## [ЧТО ТРЕБУЕТСЯ]
(1) Перепечатайте из текста о Сафе Баязитове отрывок от слов «Первый арест самого» до слов «реакционного мусульманского союза.» включительно.
(2) Выпишите из списка все строки, в которых встречается слово «flower».

## [ПРИВЕДЕННЫЙ ТЕКСТ]
+===+
Первый арест самого Мухаммеда-Сафы Баязитова последовал 17 мая 1932 г. Он был обвинен в контрреволюционной деятельности в составе группы имамов. Всего по делу № 1296-32 «По обвинению контрреволюционной группировки, возглавляемой муллами Юнусовым Ф., Адикаевым А., Баязитовым С.» проходило 27 человек, среди которых служителями культа были девять человек74. Согласно следственному делу 1932 г., основные обвинения выстраивались вокруг его контрреволюционной деятельности в дореволюционное время, заключавшейся в сотрудничестве с охранкой, исполнении обязанностей муфтия и инициировании реакционного мусульманского союза.
Впрочем, сам обвиняемый признал лишь взаимодействие с Департаментом духовных дел по профессиональным вопросам, отрицая все обвинения в сотрудничестве с охранкой. Очевидно, что обвинения, включая и сотрудничество с охранкой, строились на косвенных уликах, показаниях других арестованных и никакой серьезной документальной основы не имели. Впрочем, это совсем не смущало чекистов: менее чем через месяц после ареста, 19 июня 1932 г. Сафа Баязитов был осужден выездной сессией коллегии ОГПУ по ст. 58-10-13 УК РСФСР на пять лет исправительно-трудовых лагерей, которые должен был отбывать в Темниковском ИТЛ75.
Очевидно, что 1932 г. был далек от периода кровавых репрессий, а потому срок заключения оказался относительно недолгим, с возможностью досрочного освобождения, что и произошло 1 июля 1936 г. После освобождения Сафа Баязитов короткое время успел пожить в Казани, сначала в центре города (Малая Галактионовская ул., д. 14, кв. 1), затем в Кызыл-Армейской слободе (ныне – Адмиралтейская слобода г. Казани; Большая улица, д. 65, кв. 1). В Казани он поступил слушателем курсов счетоводов в Союз оргучета и, по некоторым данным, от случая к случаю нелегально исполнял обязанности имама. Но свобода и на этот раз была недолгой: 6 декабря 1937 г. М.-С. Баязитов был арестован повторно и обвинен по ст. 58-10 УК РСФСР. Во второй половине 1930-х гг. ситуация изменится кардинально. На этот раз следствие было еще более скоротечным, и уже 21 декабря он был осужден тройкой НКВД ТАССР к высшей мере наказания с конфискацией имущества. 26 декабря того же года Сафа Баязитов был расстрелян в Казани, реабилитирован посмертно в 1991 г.76 Таков печальный итог в целом весьма трагичной жизни М.-С. Баязитова.
+===+
[Фрагменты данных точечной разметки]
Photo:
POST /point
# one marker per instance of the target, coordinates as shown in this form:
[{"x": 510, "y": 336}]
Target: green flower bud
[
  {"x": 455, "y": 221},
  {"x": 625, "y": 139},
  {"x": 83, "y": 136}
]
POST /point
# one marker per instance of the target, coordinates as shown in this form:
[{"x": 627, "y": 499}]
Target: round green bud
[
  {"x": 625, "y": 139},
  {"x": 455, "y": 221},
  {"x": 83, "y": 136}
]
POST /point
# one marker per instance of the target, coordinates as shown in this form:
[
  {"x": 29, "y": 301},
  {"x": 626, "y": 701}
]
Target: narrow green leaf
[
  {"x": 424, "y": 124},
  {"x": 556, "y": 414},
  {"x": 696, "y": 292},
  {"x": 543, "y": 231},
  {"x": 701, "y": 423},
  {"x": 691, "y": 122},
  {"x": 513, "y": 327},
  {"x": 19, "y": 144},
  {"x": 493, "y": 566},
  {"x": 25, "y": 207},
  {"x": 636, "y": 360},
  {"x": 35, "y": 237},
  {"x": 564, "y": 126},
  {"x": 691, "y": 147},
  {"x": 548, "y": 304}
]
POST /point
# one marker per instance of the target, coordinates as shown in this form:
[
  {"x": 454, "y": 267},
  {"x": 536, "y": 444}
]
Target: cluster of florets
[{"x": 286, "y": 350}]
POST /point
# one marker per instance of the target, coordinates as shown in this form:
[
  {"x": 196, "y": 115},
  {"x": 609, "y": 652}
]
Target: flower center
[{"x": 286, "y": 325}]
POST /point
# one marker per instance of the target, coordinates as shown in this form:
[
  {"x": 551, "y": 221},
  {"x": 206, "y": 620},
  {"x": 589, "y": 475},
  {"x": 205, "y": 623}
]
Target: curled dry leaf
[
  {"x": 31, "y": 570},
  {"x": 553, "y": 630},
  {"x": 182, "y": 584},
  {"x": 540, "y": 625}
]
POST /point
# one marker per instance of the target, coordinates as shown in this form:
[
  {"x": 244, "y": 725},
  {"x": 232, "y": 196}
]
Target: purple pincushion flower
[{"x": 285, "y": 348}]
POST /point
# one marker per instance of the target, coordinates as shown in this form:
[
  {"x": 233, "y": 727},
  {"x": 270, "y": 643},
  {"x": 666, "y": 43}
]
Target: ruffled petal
+===+
## [ПЕРЕЧЕНЬ ОТВЕТОВ]
(1)
Первый арест самого Мухаммеда-Сафы Баязитова последовал 17 мая 1932 г. Он был обвинен в контрреволюционной деятельности в составе группы имамов. Всего по делу № 1296-32 «По обвинению контрреволюционной группировки, возглавляемой муллами Юнусовым Ф., Адикаевым А., Баязитовым С.» проходило 27 человек, среди которых служителями культа были девять человек74. Согласно следственному делу 1932 г., основные обвинения выстраивались вокруг его контрреволюционной деятельности в дореволюционное время, заключавшейся в сотрудничестве с охранкой, исполнении обязанностей муфтия и инициировании реакционного мусульманского союза.

(2)
Target: green flower bud
Target: flower center
Target: purple pincushion flower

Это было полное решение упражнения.